== Records provided ==
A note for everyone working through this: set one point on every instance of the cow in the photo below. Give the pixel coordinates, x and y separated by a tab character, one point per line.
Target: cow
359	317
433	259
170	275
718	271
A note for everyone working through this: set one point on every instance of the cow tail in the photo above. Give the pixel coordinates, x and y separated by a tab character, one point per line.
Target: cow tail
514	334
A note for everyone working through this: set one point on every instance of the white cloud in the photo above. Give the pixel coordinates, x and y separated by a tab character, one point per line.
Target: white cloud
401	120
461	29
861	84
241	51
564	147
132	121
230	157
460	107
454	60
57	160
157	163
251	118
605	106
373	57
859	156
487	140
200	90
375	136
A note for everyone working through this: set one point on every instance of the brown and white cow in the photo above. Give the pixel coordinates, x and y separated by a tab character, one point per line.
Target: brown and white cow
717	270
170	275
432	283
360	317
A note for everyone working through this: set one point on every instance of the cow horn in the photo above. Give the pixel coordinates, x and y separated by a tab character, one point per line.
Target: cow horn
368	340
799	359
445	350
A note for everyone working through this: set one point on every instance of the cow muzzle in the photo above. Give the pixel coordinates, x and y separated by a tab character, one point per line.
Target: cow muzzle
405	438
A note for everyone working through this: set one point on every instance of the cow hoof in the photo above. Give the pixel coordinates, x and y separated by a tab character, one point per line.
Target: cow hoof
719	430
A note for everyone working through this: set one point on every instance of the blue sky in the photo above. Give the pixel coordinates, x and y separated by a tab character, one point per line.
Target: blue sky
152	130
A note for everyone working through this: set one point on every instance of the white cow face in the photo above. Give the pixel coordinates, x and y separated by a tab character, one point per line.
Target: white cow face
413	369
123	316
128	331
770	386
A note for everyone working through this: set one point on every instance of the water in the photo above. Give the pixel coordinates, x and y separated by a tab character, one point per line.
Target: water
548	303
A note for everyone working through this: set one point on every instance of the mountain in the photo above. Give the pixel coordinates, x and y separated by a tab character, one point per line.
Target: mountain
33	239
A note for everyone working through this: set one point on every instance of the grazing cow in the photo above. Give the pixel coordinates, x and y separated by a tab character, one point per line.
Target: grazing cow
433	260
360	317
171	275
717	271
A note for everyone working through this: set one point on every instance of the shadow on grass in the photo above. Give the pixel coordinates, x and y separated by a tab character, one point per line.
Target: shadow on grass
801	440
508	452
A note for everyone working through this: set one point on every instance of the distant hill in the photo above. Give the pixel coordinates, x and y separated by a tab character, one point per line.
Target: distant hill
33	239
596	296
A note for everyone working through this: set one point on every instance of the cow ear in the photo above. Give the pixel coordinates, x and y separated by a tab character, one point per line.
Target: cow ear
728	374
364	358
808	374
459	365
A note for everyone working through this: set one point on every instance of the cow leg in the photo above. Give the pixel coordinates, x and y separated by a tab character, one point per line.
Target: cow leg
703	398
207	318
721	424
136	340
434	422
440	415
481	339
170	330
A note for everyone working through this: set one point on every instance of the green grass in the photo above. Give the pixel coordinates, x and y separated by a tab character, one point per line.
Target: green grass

== Action item ==
What you return should be exactly the lines above, starting at the one with "Target: cow hoof" and ending at the one with "the white cow", and nothing else.

== The answer ==
Target: cow hoof
719	430
A note for everyone working through this: set one point on every instance of the blue sky in the photo above. Give the pixel coordinates, x and y separated by a tab character, one point per line.
Target: blue sky
152	130
A note for everyone working through this: set one point on every instance of the white cow face in the photo above. Give the pixel coordinates, x and y separated by a tab character, one point per line.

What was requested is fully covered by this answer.